## [EXERCISE REQUIREMENTS]
Select and copy each line below that contains the string "pixels". Case matters.

## [RECORDS FOR THIS EXERCISE]
⟨

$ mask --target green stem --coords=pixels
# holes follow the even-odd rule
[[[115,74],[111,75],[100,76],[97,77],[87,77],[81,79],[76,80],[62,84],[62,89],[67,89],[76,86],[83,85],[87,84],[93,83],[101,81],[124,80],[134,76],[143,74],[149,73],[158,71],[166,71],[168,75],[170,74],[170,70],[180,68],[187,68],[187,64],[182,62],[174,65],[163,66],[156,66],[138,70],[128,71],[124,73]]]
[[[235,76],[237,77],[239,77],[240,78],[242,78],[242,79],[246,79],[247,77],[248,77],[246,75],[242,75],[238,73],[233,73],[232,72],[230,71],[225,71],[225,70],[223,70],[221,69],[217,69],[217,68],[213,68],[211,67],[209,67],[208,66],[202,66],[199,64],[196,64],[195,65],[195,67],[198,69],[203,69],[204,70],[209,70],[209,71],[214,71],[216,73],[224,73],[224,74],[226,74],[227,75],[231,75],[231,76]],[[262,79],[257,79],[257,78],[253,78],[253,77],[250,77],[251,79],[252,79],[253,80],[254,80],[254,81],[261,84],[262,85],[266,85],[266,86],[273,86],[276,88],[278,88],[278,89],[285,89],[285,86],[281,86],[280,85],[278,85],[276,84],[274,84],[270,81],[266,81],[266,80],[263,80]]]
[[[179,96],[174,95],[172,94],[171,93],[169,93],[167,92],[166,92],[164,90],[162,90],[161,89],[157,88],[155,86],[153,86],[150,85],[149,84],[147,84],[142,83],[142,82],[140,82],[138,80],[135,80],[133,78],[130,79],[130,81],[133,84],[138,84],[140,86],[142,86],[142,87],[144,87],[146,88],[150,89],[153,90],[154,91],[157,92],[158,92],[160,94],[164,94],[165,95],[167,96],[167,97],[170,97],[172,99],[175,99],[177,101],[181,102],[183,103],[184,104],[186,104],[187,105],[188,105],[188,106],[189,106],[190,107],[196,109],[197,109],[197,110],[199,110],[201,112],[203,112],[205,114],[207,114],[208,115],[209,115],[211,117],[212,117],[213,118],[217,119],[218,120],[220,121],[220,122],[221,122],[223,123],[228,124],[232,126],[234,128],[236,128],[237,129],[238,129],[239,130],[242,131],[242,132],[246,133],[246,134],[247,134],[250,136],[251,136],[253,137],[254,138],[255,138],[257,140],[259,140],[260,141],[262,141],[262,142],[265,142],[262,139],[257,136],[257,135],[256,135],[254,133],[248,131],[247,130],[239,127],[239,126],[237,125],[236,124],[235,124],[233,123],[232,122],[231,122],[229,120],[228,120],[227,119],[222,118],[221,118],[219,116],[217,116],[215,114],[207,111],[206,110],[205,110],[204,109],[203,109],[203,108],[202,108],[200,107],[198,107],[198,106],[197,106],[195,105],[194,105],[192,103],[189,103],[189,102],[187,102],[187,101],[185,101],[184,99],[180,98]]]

⟩
⟨

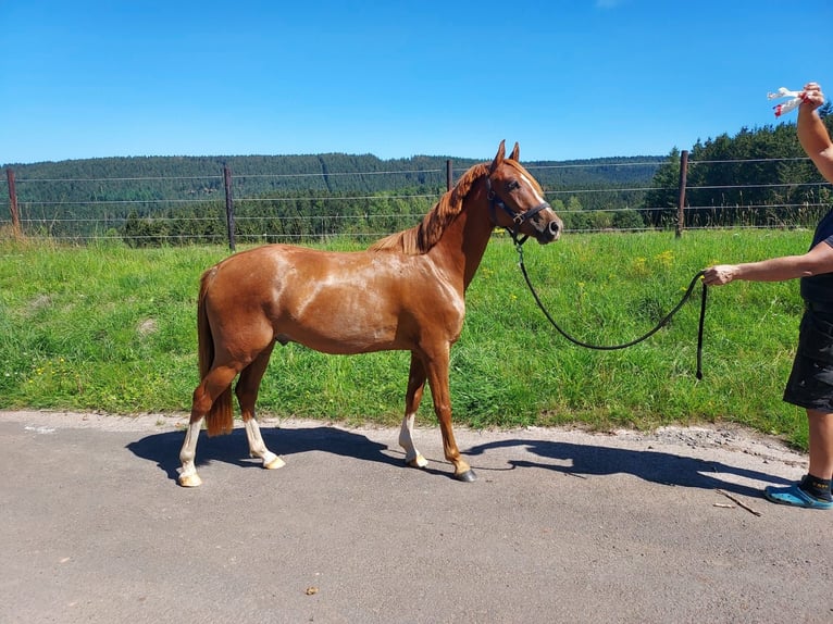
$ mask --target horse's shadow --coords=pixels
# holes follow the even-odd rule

⟩

## [THE SOLUTION]
$ mask --target green stem --coords=pixels
$ mask --target horse's shadow --coords=pixels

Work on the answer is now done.